#### [Aim of the task]
Set out the lines from the line with "What bounding box contains the brick hearth" to the line with "[1,324,626,480]", both included, as a Markdown table with a "Row" column numbering each one and a "Line" column holding its text. Leave out blank lines.

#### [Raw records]
** START **
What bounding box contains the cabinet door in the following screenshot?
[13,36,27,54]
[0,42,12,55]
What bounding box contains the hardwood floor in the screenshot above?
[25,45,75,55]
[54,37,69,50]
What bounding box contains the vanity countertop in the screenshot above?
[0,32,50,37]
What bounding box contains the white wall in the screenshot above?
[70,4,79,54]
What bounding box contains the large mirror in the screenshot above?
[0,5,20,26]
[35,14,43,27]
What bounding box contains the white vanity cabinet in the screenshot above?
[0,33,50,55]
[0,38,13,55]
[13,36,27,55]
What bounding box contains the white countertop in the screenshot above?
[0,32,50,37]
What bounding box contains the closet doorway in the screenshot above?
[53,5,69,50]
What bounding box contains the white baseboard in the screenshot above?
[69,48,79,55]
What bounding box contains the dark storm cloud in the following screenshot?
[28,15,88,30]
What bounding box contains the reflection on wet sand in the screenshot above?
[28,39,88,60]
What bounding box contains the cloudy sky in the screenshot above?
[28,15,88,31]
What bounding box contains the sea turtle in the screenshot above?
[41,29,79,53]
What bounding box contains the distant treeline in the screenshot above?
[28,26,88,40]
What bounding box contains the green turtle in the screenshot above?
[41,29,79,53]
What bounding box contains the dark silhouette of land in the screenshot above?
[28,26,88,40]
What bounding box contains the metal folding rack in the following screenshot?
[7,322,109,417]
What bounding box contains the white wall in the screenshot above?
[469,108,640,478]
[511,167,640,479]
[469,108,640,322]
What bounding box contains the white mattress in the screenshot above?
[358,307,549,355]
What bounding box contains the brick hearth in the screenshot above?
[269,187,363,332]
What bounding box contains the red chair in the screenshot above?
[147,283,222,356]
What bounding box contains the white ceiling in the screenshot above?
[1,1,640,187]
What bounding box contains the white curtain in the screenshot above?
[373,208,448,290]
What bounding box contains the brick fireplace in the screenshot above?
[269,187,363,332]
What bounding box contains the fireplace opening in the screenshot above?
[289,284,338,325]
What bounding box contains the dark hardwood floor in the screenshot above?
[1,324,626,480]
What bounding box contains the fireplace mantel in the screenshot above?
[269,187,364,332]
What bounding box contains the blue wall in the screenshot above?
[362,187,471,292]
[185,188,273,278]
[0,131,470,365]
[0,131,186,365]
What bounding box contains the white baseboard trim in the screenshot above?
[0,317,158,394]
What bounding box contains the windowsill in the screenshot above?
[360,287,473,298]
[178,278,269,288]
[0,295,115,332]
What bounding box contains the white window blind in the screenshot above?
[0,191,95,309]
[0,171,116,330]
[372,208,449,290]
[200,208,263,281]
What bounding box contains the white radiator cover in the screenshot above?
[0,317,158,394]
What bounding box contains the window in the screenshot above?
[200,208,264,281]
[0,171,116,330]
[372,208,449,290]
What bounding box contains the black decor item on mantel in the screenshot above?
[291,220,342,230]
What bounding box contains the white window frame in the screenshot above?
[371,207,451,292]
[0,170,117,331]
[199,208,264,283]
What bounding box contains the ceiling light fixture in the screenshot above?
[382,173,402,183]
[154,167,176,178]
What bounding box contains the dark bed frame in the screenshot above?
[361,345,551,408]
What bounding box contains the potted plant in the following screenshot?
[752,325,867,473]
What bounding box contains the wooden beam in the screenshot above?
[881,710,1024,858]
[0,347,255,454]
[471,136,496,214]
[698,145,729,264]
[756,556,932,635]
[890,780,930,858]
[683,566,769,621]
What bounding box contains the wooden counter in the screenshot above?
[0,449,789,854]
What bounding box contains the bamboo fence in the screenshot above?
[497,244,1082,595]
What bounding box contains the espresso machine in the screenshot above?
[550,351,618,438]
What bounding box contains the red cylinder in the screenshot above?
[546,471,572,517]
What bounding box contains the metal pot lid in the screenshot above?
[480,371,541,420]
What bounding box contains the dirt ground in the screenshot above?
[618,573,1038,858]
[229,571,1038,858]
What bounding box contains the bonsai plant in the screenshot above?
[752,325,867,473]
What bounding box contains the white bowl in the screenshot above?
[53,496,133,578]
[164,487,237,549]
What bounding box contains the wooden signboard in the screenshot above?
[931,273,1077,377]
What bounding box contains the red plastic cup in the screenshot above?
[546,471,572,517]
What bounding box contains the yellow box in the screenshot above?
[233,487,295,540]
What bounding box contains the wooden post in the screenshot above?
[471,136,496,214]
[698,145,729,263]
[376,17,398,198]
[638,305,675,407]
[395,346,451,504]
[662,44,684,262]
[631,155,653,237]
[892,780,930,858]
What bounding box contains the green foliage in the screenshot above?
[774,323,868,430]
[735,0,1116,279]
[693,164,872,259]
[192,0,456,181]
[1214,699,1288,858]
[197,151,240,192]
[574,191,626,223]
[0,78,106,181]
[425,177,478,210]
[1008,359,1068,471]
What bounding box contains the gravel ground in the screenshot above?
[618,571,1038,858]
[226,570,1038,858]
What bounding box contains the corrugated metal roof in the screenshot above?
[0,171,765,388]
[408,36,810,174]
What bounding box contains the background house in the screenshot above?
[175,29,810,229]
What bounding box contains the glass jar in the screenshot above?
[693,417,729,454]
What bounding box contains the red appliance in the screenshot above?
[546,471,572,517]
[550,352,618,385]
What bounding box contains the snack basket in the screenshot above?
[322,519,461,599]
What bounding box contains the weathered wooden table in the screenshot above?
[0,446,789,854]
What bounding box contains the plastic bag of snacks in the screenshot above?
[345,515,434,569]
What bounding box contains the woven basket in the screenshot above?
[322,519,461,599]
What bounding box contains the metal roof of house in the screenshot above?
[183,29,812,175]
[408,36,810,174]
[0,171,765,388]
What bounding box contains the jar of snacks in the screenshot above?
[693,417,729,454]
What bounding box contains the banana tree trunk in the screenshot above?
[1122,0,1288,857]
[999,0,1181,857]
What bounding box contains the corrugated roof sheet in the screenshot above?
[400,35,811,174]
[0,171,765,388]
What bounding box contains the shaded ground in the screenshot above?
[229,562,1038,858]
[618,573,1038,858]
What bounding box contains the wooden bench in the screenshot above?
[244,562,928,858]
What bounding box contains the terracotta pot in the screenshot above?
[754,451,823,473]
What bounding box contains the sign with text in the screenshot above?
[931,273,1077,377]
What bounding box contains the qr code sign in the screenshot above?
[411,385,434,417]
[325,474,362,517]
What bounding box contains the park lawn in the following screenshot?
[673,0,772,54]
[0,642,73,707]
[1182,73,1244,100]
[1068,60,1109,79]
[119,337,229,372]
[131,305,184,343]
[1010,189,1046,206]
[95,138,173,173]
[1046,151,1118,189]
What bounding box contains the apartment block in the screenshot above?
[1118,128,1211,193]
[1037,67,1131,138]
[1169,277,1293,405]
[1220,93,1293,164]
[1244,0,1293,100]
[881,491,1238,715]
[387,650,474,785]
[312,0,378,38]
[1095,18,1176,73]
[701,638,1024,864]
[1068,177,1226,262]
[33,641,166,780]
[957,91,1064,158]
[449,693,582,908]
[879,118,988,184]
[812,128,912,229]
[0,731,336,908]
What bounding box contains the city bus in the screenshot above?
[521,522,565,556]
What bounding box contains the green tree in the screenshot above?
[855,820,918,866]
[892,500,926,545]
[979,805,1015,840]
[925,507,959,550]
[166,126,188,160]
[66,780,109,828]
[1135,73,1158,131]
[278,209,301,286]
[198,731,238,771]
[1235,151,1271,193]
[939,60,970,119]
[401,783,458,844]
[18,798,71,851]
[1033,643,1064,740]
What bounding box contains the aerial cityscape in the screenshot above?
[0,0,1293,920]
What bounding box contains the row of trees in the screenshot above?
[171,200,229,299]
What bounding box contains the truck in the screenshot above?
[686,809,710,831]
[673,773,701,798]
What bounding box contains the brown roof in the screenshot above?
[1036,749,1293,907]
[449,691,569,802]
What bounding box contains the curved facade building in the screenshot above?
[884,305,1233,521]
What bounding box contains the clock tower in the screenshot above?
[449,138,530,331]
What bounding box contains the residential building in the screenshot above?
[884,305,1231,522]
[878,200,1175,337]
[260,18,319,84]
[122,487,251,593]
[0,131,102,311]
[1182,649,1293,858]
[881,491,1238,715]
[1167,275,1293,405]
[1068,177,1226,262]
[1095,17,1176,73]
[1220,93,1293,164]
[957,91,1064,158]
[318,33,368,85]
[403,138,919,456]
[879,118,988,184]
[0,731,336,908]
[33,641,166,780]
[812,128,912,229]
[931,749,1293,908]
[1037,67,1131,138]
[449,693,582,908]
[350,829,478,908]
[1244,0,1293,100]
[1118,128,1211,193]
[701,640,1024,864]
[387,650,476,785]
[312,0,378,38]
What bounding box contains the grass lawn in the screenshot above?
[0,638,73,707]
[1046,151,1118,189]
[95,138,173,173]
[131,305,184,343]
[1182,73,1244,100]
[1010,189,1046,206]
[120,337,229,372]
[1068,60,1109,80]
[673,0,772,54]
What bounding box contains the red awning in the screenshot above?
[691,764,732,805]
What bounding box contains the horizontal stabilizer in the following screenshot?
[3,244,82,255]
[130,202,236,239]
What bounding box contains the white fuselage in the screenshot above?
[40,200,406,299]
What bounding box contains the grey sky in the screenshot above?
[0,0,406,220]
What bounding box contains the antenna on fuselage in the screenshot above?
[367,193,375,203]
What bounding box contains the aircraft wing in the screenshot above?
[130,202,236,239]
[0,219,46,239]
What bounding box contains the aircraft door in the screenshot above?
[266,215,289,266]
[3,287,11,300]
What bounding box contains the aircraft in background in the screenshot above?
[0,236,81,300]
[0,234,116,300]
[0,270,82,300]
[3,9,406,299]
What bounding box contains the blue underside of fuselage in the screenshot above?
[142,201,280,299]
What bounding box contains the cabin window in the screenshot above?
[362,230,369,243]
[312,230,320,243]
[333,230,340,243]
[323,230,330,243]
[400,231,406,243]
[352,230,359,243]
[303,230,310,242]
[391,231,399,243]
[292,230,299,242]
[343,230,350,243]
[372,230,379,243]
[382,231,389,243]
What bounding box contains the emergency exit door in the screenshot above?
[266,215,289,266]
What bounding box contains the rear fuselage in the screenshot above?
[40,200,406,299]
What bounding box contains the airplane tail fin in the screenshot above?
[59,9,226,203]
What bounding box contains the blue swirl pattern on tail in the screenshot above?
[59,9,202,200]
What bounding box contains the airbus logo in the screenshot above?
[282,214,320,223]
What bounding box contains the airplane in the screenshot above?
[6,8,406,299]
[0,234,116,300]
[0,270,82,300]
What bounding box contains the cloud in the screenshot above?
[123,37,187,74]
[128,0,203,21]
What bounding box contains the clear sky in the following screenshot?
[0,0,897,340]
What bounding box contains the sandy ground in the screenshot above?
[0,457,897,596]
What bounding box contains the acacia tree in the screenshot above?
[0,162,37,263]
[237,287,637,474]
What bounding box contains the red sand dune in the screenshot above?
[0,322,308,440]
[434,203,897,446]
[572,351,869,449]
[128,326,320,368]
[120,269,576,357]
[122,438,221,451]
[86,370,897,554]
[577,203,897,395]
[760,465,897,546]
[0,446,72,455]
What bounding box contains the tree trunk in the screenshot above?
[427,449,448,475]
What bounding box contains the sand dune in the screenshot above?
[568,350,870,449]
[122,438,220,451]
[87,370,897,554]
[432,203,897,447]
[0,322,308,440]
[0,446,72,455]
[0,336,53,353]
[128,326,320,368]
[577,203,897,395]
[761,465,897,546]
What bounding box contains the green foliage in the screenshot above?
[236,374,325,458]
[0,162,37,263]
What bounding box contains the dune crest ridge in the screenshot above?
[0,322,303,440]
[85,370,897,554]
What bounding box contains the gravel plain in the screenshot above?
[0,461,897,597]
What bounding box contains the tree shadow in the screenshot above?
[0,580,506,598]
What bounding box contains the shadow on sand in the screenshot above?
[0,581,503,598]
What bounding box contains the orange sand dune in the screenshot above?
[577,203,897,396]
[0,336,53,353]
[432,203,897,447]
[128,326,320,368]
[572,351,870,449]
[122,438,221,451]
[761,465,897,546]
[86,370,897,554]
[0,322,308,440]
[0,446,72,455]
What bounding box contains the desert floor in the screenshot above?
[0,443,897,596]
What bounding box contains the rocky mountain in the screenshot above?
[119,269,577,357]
** END **
#### [Exercise output]
| Row | Line |
|---|---|
| 1 | What bounding box contains the brick hearth in the screenshot above? |
| 2 | [269,187,363,332] |
| 3 | What bounding box contains the red chair in the screenshot above? |
| 4 | [147,283,222,356] |
| 5 | What bounding box contains the white ceiling in the screenshot above? |
| 6 | [1,1,640,187] |
| 7 | What bounding box contains the white curtain in the screenshot above? |
| 8 | [373,208,448,290] |
| 9 | What bounding box contains the brick fireplace in the screenshot above? |
| 10 | [269,187,363,332] |
| 11 | What bounding box contains the fireplace opening in the screenshot above? |
| 12 | [289,284,338,325] |
| 13 | What bounding box contains the dark hardwood floor in the screenshot above? |
| 14 | [1,324,626,480] |